**Document segment**
%%

How to assess Founder Market Fit — A framework

How do you find Founder Market Fit (FMF)? Why is it important? Can we build a framework around it? Let’s dig deeper.

Adith Podhar
8 min readAug 6, 2020
Sourced from pxhere

Founder-market fit is an innate, unfair advantage that sets founders apart from their competitors.

There have been many blogs written on FMF and each have opposing viewpoints. I thought to myself, does the world need one more blog on FMF? Isn’t FMF overestimated? As an early stage investor, I am always grappling with FMF. Always trying to assess whether “Are these the right founders for this business?” And I never get an easy answer, more so I do not even know whether I have the right answer. So in such situations, the process to assess FMF becomes important. But can something so subjective be ever confined to a process? Won’t a process draw boundaries based on pre-existing patterns and biases? How will I identify the pattern-breakers, the innovators, the ones challenging status quo?

Like most investors, I don’t have the right answers.

But let me make an attempt at it. Let me introduce you to Founders Attribute Framework (‘FAF’) which we use at Gemba Capital. It is a set of 20 attributes bucketed into 4 core dimensions.

Before we get into each of these buckets, let me highlight this to you — this is just a framework to “Ask the right questions”. Objective is to know the founders as much as possible. There is no rule book and no right answers when it comes to assessing FMF.

Personality trait

  1. Ability to sell: One of the founders need to be a great salesman and a storyteller. Period. Irrespective of the type of business, someone needs to sell the product either to consumers or to other businesses. Certain partnership driven biz models like market places would require a higher need for a founder who can sell well.
  2. Ability to solve: Courage to solve big problems, to solve complicated problems. The returns are non-linear on such businesses if you back brave founders. Not saying that every founder needs to solve big problems, many ‘vitamins’ have become large businesses and not necessary that only ‘painkillers’ win. It takes high courage to solve problems in space tech, clean tech, deep tech, biotech and the likes.
  3. Childlike curiosity: A very understated trait for all founders. These are some of the best founders who constantly question everything around and look for better answers. High observation skills and high willingness to learn, adapt and improve. Very important if you are running a B2C business. These founders make the best pivots in their business.
  4. High agency attitude:Relentlessly resourceful founders” — Paul Graham. Eric Weinstein has defined high agency behavior as “When you’re told that something is impossible, is that the end of the conversation, or does that start a second dialogue in your mind, how to get around whoever it is that’s just told you that you can’t do something?”. High agency founder looks to bend reality to their will. They either find a way, or they make a way. Basically, you are looking out for the ability to hustle in a founder.
  5. Ability to build: Some founders can build products and processes. They might not be great at selling or problem solving, but are great at 0–1 building new things. They are the initiators of new ideas, pivots, features and help in building POC and MVP. He/She could be the tech co-founder on the team.

%%

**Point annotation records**
%%

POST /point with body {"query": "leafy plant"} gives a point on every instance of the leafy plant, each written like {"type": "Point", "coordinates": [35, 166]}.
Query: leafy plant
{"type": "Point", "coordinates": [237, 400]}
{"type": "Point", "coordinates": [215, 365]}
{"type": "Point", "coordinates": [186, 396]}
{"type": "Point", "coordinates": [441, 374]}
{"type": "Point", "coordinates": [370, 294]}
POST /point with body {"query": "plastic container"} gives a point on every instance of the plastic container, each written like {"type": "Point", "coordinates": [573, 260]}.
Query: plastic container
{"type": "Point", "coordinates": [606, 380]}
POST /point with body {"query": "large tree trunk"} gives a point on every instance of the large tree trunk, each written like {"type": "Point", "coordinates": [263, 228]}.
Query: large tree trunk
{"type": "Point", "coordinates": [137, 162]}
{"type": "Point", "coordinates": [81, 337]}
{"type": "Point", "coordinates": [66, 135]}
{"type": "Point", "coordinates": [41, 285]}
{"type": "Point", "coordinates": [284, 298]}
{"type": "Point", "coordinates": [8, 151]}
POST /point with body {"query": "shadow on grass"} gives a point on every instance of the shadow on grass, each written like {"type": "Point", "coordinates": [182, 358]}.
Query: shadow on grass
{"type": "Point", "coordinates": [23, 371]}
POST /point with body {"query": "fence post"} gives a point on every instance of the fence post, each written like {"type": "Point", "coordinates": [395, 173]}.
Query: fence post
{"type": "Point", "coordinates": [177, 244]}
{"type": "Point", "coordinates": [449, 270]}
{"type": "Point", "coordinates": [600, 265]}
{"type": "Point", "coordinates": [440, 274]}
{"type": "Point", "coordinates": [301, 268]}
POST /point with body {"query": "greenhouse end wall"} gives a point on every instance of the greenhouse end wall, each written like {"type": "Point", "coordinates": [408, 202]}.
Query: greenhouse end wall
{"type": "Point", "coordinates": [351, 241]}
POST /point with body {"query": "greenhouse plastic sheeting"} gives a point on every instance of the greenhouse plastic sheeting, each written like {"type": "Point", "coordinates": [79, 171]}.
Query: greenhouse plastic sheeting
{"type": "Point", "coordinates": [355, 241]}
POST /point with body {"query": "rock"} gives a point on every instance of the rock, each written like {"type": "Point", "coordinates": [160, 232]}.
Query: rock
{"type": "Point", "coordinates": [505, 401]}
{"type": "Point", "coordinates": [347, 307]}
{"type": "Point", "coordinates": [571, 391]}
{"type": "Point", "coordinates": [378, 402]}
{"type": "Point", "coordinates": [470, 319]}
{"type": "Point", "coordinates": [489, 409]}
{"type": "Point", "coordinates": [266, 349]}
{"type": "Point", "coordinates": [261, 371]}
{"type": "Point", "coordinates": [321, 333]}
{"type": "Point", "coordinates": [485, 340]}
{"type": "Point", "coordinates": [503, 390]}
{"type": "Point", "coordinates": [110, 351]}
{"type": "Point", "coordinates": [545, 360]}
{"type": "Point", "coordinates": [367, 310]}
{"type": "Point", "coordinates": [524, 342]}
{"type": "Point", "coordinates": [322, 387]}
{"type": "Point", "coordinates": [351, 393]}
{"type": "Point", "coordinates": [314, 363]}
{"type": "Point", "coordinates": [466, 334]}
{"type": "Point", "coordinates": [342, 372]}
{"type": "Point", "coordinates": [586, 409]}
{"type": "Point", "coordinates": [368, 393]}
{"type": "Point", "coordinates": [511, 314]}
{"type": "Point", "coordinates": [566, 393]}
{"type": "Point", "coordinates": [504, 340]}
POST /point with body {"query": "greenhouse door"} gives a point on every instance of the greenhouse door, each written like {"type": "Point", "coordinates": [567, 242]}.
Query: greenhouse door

%%

**Tasks to perform**
1. In the founder-market fit article, what is the framework that Gemba Capital uses called?
2. Name every attribute listed under "Personality trait" in the founder-market fit article.
3. Reproduce the founder-market fit article word for word, everything from "Adith Podhar" down to "the right answers.".

**Replies**
1. Founders Attribute Framework (FAF)

2. Ability to sell, Ability to solve, Childlike curiosity, High agency attitude, Ability to build

3.
Adith Podhar
8 min readAug 6, 2020
Sourced from pxhere

Founder-market fit is an innate, unfair advantage that sets founders apart from their competitors.

There have been many blogs written on FMF and each have opposing viewpoints. I thought to myself, does the world need one more blog on FMF? Isn’t FMF overestimated? As an early stage investor, I am always grappling with FMF. Always trying to assess whether “Are these the right founders for this business?” And I never get an easy answer, more so I do not even know whether I have the right answer. So in such situations, the process to assess FMF becomes important. But can something so subjective be ever confined to a process? Won’t a process draw boundaries based on pre-existing patterns and biases? How will I identify the pattern-breakers, the innovators, the ones challenging status quo?

Like most investors, I don’t have the right answers.